Task prompt. Extract, in full, the lines below, beginning at the first and ending with the line that contains "Where can the white". Pictures do not belong in the copy.

Stored items.
-- Opening Marker --
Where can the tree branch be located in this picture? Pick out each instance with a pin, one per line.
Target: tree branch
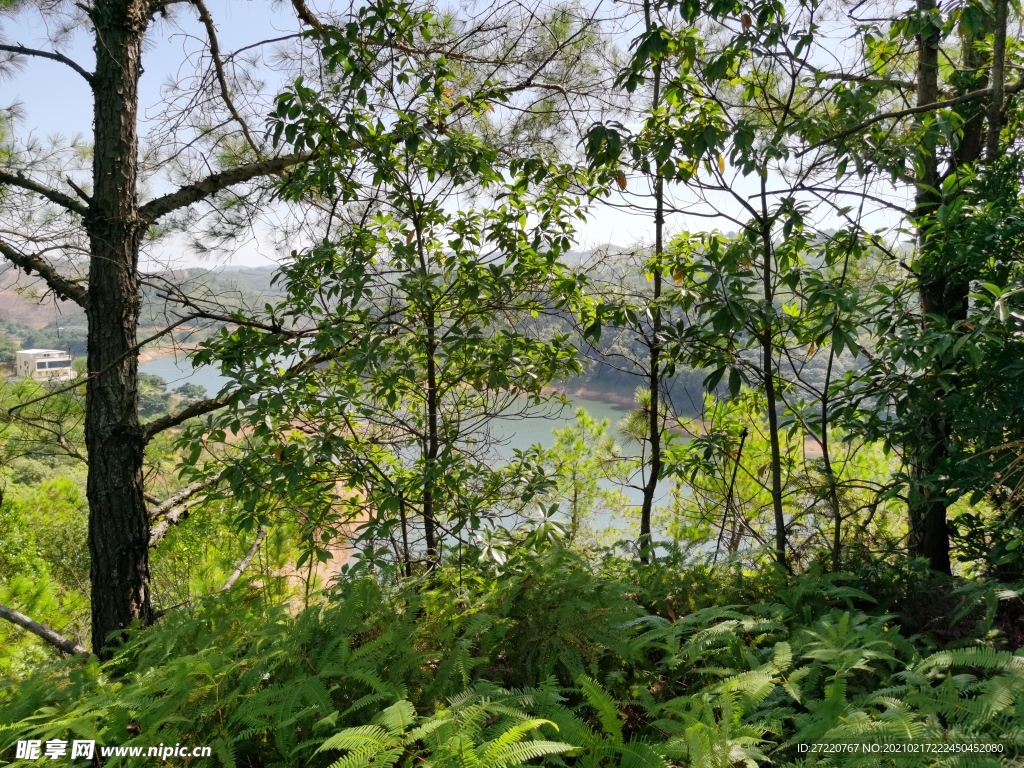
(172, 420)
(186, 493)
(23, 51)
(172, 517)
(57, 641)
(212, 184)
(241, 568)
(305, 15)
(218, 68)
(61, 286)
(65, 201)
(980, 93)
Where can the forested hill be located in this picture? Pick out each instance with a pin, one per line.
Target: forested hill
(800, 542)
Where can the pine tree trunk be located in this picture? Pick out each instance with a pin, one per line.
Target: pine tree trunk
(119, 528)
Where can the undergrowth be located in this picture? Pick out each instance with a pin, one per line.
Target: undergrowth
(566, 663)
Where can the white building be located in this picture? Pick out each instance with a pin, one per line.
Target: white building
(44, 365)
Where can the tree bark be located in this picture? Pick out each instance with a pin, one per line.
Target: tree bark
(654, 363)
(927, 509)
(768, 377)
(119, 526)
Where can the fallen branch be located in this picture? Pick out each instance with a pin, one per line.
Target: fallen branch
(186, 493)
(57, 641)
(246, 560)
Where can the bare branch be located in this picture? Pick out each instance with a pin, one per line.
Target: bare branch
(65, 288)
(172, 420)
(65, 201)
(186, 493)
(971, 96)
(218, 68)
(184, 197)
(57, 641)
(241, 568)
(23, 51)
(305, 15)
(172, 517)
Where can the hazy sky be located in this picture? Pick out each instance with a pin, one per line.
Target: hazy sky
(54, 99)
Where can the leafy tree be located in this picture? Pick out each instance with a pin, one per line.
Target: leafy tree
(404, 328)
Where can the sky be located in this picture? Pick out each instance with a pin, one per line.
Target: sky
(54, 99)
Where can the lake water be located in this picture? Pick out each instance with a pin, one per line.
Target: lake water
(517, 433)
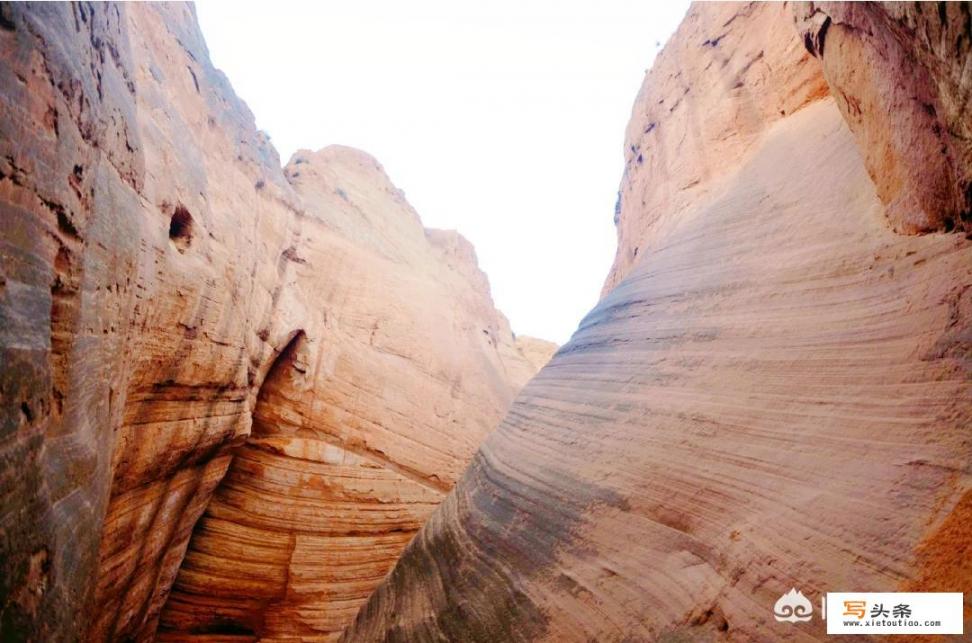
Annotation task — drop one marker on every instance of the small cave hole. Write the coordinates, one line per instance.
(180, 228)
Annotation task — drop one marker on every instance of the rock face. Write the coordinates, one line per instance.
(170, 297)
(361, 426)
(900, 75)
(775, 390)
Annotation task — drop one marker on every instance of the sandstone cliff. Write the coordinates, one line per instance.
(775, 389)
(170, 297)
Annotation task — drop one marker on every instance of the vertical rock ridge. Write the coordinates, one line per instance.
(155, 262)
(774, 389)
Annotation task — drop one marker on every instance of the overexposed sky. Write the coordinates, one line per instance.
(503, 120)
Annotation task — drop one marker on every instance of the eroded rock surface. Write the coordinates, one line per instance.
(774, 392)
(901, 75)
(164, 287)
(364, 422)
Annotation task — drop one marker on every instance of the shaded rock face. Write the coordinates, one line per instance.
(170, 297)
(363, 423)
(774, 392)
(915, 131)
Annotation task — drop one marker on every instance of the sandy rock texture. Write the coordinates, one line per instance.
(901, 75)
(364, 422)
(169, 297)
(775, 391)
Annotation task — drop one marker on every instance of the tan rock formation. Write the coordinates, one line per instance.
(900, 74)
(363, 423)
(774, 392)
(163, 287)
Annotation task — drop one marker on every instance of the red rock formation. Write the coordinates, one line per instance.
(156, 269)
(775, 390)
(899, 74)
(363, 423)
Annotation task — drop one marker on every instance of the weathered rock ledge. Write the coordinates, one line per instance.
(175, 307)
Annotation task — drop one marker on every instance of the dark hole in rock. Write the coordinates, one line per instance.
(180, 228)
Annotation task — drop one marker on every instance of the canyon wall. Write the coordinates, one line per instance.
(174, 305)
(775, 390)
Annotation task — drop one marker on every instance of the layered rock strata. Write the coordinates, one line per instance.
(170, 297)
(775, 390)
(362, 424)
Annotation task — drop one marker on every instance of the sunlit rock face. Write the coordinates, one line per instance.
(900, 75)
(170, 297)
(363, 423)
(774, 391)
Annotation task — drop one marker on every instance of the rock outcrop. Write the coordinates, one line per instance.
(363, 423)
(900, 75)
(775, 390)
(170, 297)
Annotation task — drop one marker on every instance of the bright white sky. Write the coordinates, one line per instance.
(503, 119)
-- Closing Marker --
Solution to this exercise.
Where can the tree branch be located in this picture? Pick out each instance with a pin, one per line.
Target: tree branch
(172, 420)
(186, 493)
(23, 51)
(172, 517)
(57, 641)
(212, 184)
(241, 568)
(305, 15)
(218, 68)
(61, 286)
(65, 201)
(980, 93)
Where can the forested hill be located in this picture? Pick out each instance with a pin, one per line.
Target: forested hill
(800, 542)
Where can the pine tree trunk be located in this picture? Pick out each instance with a pin, one per line.
Target: pine tree trunk
(119, 528)
Where can the undergrowth be located in this picture? Pick out each instance with a pin, one per line.
Target: undergrowth
(566, 663)
Where can the white building be located in this picture? Pick out each instance with a pin, one per line.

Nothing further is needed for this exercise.